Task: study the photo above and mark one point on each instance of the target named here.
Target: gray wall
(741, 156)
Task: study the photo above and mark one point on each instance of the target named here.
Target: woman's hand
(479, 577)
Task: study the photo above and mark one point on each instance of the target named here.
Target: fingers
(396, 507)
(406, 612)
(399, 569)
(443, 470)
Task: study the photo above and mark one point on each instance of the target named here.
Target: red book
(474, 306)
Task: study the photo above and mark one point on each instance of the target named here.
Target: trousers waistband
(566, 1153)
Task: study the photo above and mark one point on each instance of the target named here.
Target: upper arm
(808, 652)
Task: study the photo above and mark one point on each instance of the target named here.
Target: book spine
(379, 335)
********
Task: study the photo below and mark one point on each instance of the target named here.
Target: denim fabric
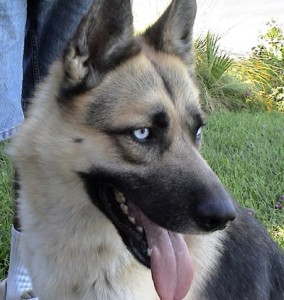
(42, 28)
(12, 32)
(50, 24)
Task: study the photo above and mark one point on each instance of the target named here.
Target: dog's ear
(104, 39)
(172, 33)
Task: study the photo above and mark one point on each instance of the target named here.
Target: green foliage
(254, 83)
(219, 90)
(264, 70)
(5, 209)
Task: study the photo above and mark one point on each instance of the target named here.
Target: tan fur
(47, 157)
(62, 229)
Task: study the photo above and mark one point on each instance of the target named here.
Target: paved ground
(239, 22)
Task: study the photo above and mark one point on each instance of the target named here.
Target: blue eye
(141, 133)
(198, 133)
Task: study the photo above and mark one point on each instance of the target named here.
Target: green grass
********
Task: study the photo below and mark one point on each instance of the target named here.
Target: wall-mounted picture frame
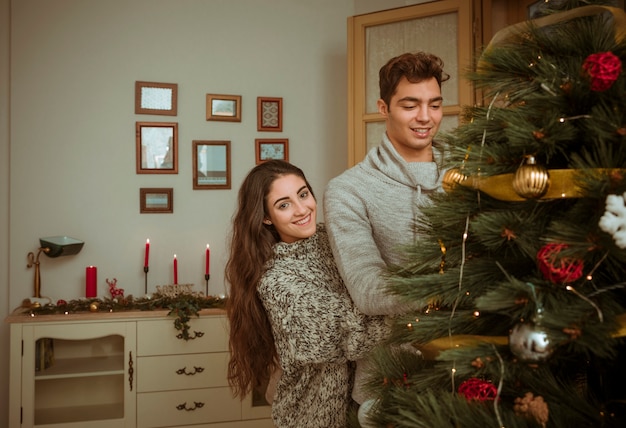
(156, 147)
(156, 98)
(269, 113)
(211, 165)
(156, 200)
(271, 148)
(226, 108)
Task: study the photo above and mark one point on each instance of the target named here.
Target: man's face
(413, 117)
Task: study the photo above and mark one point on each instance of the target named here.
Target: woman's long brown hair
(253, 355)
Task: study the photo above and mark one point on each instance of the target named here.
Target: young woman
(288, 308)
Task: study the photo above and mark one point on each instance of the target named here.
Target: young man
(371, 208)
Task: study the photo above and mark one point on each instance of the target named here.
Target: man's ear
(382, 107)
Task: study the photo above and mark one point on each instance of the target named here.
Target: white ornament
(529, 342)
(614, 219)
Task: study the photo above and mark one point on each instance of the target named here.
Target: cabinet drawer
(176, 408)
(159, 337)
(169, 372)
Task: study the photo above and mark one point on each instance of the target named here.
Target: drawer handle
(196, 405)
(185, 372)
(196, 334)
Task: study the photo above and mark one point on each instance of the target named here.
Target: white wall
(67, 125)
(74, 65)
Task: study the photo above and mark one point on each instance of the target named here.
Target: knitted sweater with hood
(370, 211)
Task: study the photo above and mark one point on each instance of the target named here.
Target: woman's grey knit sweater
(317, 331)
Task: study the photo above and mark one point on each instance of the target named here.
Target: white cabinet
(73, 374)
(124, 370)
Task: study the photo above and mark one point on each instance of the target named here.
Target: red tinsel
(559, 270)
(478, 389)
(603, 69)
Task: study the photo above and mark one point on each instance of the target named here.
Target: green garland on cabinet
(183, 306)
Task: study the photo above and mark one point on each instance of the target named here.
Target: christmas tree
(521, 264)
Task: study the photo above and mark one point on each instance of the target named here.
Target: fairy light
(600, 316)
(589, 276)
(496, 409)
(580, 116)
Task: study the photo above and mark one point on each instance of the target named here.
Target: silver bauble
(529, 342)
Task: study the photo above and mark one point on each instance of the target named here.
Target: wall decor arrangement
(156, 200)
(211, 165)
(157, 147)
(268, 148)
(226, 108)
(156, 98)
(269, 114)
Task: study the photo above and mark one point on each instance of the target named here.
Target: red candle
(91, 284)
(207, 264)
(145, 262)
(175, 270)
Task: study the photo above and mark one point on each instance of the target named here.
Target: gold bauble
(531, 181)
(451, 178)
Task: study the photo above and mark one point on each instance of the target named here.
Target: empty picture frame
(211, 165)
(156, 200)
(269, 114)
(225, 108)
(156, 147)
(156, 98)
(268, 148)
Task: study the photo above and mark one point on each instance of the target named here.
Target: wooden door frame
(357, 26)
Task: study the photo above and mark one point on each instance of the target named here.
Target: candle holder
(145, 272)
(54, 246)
********
Work instruction
Of the entries listed above, reproduce only the lines starting at the line containing "Target: blue eye" and ending at the line containing "Target: green grass". Include both, exactly as they stand.

Response area
Target: blue eye
(141, 133)
(198, 133)
Task: study the photo above and mark one point on each instance of the target named here.
Target: green grass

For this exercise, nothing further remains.